### [Task prompt]
Each line of the entries that mentions the string "chimney" needs to be reported.

**** Source records

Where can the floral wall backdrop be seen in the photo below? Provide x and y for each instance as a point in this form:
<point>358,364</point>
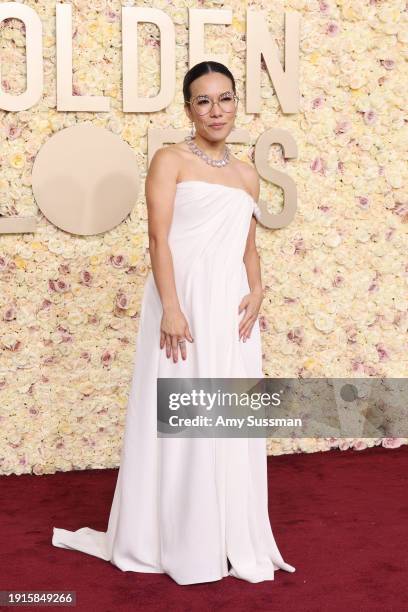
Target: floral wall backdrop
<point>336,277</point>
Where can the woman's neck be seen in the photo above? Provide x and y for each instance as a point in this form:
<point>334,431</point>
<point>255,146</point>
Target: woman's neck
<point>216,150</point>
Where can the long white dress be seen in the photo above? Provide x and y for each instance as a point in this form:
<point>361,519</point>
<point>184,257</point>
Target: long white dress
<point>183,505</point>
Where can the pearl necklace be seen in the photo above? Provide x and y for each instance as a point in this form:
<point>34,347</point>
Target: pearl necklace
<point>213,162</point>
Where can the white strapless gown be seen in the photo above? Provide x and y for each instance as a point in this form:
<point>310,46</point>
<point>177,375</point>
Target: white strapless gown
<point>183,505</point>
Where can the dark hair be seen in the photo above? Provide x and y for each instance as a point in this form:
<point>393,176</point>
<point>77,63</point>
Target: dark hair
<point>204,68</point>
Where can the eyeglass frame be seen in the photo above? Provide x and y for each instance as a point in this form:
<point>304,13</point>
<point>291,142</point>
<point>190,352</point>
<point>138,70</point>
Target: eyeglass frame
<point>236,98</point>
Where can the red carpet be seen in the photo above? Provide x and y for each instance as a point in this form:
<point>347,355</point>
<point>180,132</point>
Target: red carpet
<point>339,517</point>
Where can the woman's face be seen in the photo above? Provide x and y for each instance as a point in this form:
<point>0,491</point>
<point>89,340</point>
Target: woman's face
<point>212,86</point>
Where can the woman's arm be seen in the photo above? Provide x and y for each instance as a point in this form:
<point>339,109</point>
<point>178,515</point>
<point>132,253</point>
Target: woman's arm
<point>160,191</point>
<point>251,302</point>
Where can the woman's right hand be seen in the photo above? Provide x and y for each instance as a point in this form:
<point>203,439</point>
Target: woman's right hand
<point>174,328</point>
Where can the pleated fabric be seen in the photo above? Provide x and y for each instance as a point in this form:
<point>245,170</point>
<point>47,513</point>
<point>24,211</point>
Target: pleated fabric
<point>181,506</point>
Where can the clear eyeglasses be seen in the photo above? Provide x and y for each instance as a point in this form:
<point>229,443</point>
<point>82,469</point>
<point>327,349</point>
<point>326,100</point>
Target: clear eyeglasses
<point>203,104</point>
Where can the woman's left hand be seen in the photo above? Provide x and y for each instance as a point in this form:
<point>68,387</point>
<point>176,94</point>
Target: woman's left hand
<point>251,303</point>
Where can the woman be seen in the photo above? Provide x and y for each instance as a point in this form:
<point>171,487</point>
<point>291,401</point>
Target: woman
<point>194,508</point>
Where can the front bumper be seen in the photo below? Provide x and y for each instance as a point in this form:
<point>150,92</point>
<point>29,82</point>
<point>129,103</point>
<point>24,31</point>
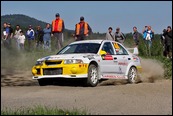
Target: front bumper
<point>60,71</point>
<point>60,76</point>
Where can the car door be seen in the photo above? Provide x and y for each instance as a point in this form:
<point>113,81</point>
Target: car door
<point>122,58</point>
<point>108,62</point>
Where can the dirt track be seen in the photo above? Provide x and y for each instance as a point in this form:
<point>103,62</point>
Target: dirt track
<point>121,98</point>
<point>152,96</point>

********
**** Source records

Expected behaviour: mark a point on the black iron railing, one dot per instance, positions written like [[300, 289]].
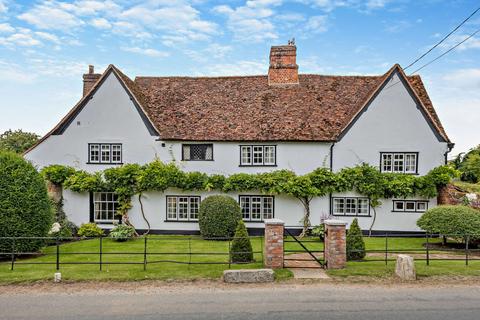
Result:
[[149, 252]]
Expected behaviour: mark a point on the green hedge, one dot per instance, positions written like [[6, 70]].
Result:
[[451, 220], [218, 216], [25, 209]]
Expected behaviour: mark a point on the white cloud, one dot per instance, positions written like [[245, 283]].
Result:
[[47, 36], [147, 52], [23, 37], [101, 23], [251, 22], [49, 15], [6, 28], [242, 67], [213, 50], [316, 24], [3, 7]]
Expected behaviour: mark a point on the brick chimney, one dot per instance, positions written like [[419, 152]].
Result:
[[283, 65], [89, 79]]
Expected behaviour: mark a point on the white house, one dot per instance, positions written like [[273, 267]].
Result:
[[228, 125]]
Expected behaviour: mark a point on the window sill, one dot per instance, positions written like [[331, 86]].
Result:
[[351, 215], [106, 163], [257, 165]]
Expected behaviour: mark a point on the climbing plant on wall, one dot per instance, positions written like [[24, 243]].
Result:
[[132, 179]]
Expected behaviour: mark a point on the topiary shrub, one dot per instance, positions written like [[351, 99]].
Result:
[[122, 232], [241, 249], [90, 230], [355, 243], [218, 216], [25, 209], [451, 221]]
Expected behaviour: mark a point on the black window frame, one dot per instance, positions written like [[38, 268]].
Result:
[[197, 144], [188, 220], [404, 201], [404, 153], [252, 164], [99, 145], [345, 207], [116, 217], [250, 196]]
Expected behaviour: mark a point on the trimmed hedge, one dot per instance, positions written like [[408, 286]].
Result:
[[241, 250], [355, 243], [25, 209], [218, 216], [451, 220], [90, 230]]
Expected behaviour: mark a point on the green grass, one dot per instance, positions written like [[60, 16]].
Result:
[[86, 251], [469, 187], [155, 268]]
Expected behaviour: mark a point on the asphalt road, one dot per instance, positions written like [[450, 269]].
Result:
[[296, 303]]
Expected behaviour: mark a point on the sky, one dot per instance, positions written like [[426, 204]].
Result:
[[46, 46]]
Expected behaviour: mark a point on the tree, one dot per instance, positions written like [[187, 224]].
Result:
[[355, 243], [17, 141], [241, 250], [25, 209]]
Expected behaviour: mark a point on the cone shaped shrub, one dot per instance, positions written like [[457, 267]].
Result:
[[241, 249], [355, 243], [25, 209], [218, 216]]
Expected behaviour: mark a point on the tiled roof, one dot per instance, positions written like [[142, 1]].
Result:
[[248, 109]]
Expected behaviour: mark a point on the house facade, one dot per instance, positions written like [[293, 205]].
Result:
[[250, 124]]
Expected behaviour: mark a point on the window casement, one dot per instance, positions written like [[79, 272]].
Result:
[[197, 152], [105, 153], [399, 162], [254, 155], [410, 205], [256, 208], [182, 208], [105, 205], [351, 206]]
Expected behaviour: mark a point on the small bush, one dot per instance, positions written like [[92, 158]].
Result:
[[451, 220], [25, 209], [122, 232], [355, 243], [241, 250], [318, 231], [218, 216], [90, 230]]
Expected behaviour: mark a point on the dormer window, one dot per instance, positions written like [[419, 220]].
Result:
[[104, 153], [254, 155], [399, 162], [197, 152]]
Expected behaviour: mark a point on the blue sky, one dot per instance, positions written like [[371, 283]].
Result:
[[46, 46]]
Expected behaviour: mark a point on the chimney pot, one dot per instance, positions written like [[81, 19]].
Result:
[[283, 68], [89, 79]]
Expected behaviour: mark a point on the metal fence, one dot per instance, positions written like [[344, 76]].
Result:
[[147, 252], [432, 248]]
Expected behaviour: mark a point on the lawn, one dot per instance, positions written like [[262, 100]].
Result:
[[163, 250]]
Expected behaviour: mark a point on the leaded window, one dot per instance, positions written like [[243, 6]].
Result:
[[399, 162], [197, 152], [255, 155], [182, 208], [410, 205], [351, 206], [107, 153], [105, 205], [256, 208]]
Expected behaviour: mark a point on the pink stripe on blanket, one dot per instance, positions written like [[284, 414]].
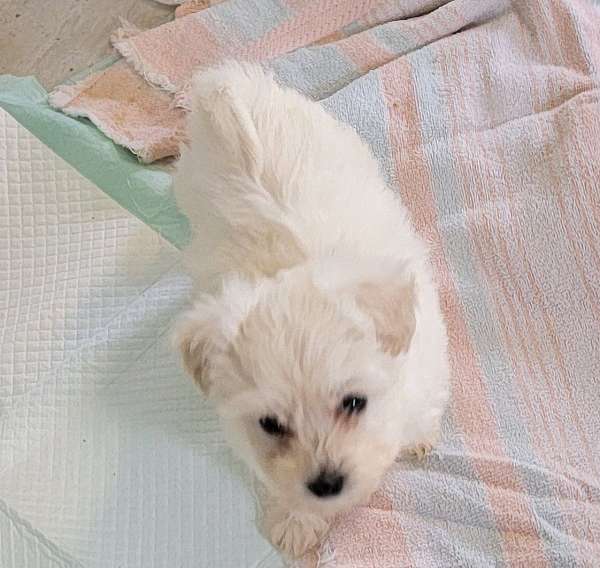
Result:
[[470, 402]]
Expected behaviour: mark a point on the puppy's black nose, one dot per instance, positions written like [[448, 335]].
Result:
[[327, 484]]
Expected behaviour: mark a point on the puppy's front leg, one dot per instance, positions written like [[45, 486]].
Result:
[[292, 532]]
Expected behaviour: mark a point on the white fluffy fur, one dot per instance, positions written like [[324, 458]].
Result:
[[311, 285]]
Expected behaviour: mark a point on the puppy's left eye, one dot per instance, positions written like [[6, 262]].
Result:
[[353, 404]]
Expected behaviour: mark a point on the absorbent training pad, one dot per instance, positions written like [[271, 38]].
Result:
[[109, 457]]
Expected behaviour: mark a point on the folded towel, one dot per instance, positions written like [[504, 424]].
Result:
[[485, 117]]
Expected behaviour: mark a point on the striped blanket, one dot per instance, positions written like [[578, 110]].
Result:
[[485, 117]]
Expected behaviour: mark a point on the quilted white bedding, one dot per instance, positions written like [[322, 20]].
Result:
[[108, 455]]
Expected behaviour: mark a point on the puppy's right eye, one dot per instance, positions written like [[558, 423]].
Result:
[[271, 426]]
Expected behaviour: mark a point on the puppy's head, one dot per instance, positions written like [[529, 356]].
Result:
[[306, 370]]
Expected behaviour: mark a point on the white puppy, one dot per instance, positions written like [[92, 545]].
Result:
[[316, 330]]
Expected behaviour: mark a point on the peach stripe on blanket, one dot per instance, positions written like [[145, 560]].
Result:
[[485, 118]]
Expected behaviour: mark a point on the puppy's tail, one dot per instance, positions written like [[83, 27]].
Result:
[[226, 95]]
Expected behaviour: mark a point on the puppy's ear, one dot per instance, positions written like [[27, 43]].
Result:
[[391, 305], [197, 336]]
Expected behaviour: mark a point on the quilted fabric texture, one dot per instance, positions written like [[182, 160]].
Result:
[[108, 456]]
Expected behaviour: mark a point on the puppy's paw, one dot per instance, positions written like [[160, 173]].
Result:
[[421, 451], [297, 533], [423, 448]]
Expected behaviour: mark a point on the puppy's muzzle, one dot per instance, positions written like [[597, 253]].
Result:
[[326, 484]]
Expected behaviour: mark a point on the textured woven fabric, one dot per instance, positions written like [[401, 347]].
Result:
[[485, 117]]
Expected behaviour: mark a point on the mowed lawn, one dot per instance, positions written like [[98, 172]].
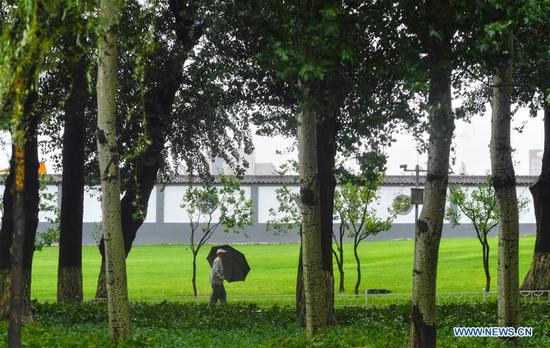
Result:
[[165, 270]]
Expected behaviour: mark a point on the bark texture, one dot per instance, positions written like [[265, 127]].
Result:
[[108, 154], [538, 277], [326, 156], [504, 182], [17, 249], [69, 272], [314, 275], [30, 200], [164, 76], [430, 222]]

********

### [Written answer]
Expected behaviour: mark a point on the brick chimney, one dot per instance, positions written like [[419, 152]].
Expected behaviour: mark a point on the chimney pot, one dot per instance, positions written like [[81, 19]].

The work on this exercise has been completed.